§ Activity list
a. According to the lot description, in what year was Watergame painted?
b. Extract from the lot description the passage that begins at the words "Painted in 1955." and stops after "no. 78 (illustrated).", copying it word for word.

§ Text
==========
Jack Tworkov (1900-1982)
Property from the Collection of Lee V. Eastman
Jack Tworkov (1900-1982)

Watergame

Details
Jack Tworkov (1900-1982)
Watergame
signed, titled and dated '"Watergame" Tworkov 55' (on the reverse)
oil on canvas
69 x 59 in. (175.3 x 149.8 cm.)
Painted in 1955.
Provenance
Stable Gallery, New York
Literature
B. Rose, American Art Since 1900, New York, 1967, p. 207.
Exhibited
New York, Stable Gallery, Tworkov: Exhibition of Paintings, April-May 1957, n.p. (illustrated).
Minneapolis, Walker Art Center, Paintings by Jack Tworkov, December 1957.
Basel, Kunsthalle; Milan, Galeria Civca d'Arte Moderne; Madrid, Museo Nacional de Arte Contemporaneo; Berlin, Hochschule fur Bildende Kunste; Amsterdam, Stedelijk Museum; Brussels, Palais des Beaux-Arts; Paris, Musée National d'Art Moderne and London, Tate Gallery, The New American Painting, (exhibition organized by The Museum of Modern Art, New York), April 1958-March 1959, no. 78 (illustrated).
==========
§ Data extracts
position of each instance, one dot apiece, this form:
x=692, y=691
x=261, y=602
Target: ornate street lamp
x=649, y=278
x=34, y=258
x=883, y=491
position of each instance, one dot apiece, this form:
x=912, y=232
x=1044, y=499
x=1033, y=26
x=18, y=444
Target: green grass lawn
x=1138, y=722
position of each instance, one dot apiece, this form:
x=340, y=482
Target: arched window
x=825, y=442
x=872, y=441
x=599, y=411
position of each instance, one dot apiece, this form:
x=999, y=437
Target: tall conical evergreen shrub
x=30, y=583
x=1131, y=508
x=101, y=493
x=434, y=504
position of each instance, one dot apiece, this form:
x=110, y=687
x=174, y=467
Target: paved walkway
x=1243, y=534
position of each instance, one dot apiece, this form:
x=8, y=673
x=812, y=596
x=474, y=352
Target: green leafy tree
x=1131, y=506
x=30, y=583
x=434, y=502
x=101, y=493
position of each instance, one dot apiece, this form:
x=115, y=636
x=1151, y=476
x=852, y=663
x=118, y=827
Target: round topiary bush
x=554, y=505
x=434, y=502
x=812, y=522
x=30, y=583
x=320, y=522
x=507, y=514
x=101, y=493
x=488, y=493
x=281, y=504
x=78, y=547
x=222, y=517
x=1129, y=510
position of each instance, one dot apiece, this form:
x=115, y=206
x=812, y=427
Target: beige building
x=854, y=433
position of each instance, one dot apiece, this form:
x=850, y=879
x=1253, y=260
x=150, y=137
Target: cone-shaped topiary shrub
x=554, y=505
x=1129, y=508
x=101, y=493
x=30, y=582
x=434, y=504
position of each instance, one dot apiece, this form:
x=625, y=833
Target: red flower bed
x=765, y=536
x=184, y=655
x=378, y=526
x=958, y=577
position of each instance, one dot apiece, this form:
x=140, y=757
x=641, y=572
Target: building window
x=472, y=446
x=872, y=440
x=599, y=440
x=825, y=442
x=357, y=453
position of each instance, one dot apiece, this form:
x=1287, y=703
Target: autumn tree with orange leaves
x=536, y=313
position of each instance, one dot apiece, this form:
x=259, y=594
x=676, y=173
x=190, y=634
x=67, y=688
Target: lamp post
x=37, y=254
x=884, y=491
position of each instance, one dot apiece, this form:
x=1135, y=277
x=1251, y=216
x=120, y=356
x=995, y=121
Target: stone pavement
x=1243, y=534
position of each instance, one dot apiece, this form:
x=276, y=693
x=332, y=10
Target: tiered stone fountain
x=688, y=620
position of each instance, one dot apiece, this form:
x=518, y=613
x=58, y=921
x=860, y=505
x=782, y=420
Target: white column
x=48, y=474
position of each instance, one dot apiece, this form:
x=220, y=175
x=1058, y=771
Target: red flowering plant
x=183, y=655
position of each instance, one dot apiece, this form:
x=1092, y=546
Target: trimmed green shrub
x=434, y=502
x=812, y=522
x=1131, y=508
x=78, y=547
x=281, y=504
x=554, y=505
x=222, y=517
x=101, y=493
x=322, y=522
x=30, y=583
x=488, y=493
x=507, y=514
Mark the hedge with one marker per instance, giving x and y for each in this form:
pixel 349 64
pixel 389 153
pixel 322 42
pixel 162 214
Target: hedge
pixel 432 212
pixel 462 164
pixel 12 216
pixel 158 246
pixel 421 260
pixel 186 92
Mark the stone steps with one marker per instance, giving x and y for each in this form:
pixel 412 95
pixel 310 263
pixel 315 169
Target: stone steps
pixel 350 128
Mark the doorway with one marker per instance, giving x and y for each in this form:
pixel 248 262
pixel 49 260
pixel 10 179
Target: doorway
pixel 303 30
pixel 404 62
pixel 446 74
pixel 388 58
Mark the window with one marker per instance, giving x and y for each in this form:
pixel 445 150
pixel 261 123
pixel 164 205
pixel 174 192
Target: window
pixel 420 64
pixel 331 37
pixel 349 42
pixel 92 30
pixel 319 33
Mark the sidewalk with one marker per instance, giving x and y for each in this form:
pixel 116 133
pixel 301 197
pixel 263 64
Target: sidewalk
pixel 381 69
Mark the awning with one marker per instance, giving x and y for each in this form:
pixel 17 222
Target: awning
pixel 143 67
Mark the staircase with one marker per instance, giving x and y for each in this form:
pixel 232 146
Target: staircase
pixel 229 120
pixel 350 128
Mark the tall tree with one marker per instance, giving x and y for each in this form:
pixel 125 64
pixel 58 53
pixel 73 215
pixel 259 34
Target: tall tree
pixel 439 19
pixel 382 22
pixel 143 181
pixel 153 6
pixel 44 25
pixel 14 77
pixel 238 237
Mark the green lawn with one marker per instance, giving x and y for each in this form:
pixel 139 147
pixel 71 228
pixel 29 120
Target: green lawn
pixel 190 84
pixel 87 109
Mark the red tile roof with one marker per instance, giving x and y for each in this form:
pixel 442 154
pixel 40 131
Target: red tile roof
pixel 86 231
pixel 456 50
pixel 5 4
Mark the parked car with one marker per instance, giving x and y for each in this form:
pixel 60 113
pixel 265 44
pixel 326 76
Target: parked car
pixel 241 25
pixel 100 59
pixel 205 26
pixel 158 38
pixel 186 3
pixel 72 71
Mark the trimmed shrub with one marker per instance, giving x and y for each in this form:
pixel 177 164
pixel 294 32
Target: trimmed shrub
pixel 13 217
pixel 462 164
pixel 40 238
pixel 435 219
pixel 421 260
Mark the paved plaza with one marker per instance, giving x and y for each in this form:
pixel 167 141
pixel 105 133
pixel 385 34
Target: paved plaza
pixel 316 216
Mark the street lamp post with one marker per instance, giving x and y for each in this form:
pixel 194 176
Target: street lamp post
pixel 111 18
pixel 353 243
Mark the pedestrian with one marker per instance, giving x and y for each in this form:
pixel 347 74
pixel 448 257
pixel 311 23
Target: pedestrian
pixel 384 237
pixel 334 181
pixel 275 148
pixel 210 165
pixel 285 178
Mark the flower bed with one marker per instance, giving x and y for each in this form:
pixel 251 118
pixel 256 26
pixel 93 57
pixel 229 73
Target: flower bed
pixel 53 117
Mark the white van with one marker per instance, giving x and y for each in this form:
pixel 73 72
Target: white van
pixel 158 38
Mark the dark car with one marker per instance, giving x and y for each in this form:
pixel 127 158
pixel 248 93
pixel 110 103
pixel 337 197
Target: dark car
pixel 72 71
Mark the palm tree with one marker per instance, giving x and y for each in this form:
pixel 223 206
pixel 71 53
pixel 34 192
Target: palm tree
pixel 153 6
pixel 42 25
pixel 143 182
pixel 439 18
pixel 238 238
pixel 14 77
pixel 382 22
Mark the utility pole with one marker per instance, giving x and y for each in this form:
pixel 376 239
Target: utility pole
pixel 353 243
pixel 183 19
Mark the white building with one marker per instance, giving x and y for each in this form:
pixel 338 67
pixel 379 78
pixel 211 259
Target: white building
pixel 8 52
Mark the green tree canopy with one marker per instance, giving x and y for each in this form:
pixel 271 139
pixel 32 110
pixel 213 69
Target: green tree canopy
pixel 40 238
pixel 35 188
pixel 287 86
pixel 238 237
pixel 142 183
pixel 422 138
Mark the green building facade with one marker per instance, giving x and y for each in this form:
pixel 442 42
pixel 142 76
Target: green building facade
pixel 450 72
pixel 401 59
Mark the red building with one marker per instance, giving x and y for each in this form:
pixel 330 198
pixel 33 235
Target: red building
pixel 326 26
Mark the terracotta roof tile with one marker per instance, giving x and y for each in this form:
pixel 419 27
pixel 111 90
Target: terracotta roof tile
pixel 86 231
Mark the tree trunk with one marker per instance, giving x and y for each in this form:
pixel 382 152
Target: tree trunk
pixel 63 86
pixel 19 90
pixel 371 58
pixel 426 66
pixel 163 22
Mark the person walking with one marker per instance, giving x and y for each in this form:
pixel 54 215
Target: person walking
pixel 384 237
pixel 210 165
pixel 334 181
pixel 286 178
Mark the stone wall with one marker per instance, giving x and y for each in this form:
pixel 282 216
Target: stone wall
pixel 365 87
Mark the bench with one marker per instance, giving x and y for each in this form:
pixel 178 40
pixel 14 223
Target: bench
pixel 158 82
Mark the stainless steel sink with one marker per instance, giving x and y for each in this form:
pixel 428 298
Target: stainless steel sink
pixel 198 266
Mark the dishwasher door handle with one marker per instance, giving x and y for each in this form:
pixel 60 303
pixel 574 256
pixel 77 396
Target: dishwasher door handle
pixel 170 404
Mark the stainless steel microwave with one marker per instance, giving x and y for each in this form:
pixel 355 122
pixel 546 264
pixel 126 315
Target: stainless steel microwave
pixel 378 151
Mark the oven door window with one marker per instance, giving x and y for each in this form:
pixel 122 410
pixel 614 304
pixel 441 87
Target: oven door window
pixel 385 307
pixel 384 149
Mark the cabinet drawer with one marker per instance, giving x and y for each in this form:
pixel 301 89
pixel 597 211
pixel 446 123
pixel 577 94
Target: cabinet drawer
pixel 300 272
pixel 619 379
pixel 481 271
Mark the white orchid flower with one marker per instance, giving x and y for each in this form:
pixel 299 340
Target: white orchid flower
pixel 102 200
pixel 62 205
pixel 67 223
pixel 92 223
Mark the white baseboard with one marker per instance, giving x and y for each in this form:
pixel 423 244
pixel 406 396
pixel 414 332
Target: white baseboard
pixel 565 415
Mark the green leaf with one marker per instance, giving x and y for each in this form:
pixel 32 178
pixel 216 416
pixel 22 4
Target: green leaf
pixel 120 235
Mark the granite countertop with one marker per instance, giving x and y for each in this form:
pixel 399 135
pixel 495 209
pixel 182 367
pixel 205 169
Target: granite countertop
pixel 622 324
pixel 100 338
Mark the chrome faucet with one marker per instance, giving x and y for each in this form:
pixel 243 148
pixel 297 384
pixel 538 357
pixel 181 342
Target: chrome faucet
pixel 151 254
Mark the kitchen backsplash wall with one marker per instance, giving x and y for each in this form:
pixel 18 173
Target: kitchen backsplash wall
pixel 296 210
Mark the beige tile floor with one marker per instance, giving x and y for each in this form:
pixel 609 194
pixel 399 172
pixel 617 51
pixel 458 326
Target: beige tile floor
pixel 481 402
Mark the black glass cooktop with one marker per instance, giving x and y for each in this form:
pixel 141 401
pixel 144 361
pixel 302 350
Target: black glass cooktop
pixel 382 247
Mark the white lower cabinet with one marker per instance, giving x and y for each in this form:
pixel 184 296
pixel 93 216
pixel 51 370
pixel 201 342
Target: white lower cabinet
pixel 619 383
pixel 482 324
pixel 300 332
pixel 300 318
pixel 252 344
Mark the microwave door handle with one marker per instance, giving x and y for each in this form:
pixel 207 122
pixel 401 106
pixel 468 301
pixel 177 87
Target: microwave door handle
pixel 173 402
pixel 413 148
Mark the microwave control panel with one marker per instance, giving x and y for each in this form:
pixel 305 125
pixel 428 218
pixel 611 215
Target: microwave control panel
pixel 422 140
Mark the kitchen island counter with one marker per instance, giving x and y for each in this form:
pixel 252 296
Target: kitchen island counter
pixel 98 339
==========
§ Answers for each item
a. 1955

b.
Painted in 1955.
Provenance
Stable Gallery, New York
Literature
B. Rose, American Art Since 1900, New York, 1967, p. 207.
Exhibited
New York, Stable Gallery, Tworkov: Exhibition of Paintings, April-May 1957, n.p. (illustrated).
Minneapolis, Walker Art Center, Paintings by Jack Tworkov, December 1957.
Basel, Kunsthalle; Milan, Galeria Civca d'Arte Moderne; Madrid, Museo Nacional de Arte Contemporaneo; Berlin, Hochschule fur Bildende Kunste; Amsterdam, Stedelijk Museum; Brussels, Palais des Beaux-Arts; Paris, Musée National d'Art Moderne and London, Tate Gallery, The New American Painting, (exhibition organized by The Museum of Modern Art, New York), April 1958-March 1959, no. 78 (illustrated).